» Task goal: Count the lines in the records that contain the string "skyscraper", where case must match. Reply with the number alone.

» Entries supplied:
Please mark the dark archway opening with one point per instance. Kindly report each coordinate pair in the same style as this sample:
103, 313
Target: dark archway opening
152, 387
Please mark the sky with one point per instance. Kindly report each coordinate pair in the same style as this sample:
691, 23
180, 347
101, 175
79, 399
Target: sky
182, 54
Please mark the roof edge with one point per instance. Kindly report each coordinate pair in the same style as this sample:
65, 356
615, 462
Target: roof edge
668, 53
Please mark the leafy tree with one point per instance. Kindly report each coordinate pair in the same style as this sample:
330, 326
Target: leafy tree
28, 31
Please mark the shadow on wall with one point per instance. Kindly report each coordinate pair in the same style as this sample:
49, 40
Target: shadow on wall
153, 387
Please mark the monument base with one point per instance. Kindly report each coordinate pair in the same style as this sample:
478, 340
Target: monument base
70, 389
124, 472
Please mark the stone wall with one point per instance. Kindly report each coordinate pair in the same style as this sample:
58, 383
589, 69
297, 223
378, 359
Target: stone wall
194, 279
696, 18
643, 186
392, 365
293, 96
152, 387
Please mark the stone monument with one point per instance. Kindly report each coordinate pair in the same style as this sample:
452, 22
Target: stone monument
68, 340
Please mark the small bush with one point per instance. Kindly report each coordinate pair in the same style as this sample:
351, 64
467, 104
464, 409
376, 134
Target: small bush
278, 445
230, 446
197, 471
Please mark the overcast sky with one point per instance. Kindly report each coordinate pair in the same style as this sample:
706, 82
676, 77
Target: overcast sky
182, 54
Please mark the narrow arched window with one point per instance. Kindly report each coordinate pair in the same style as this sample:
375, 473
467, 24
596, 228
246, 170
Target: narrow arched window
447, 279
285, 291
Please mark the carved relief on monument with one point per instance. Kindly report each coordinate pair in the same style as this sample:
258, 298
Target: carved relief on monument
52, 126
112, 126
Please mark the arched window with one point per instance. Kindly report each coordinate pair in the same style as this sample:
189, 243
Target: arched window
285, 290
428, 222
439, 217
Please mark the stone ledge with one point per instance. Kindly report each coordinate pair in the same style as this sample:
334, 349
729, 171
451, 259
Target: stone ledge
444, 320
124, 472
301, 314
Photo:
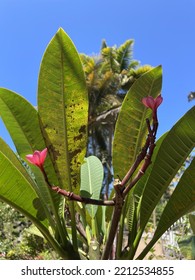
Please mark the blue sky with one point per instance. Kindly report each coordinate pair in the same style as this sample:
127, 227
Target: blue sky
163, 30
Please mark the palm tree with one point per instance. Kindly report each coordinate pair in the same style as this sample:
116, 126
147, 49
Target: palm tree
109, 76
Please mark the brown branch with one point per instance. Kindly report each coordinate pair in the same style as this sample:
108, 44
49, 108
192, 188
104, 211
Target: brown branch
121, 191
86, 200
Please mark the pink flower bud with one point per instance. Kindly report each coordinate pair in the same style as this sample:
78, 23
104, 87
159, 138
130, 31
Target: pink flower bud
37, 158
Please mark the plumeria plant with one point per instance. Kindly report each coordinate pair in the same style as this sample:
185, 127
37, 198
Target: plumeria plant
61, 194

--

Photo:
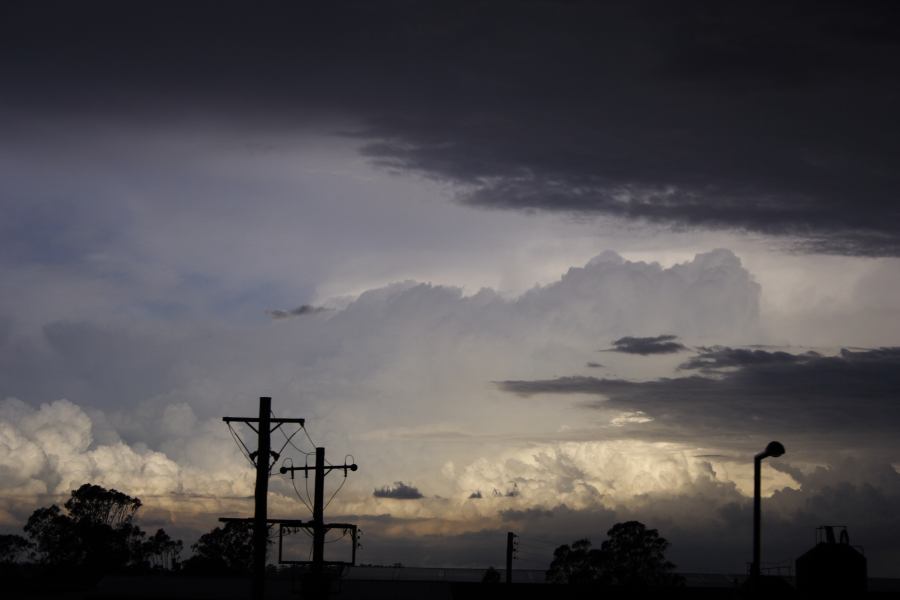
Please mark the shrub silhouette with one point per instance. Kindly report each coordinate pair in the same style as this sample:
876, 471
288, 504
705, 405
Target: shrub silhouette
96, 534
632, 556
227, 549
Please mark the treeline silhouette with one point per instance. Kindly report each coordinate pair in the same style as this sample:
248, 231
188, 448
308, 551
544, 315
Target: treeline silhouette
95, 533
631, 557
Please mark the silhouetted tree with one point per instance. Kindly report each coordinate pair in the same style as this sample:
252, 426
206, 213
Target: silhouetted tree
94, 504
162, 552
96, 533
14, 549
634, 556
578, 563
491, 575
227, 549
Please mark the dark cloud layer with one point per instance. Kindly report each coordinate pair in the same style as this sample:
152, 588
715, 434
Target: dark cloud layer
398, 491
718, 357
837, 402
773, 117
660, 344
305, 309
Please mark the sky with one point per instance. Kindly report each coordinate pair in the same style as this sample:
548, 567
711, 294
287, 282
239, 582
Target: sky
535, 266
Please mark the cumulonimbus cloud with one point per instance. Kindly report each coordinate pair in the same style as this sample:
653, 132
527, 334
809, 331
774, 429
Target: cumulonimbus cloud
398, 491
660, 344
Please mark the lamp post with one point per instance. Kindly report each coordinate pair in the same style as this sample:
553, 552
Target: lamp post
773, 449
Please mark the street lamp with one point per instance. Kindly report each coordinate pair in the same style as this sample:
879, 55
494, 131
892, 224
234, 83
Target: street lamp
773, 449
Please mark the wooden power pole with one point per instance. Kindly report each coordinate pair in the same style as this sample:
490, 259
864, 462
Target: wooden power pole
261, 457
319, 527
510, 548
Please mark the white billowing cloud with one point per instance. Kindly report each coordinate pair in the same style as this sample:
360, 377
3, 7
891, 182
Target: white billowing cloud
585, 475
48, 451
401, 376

--

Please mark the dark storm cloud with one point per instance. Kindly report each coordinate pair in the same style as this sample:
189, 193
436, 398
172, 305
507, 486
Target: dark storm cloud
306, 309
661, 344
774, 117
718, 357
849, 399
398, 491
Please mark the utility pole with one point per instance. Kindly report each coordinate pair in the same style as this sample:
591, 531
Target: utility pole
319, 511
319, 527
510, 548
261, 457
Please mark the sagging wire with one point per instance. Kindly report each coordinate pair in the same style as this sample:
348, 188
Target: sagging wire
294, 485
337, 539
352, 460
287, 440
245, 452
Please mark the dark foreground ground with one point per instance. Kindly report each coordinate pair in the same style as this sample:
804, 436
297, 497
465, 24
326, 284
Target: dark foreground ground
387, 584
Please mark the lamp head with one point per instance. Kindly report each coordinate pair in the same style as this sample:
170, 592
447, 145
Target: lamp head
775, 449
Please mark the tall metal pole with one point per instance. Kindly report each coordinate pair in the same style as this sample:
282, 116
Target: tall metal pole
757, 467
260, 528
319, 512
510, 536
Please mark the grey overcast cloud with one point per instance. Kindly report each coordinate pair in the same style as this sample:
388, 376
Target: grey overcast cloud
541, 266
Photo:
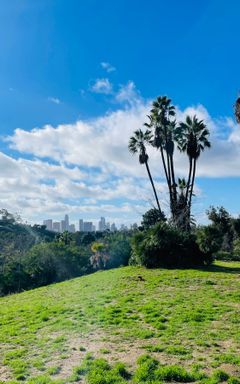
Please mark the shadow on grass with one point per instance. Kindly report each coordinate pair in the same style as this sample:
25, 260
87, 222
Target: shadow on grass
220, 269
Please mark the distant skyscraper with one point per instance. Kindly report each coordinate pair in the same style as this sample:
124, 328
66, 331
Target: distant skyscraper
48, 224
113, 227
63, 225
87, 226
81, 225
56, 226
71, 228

» Written solution: 2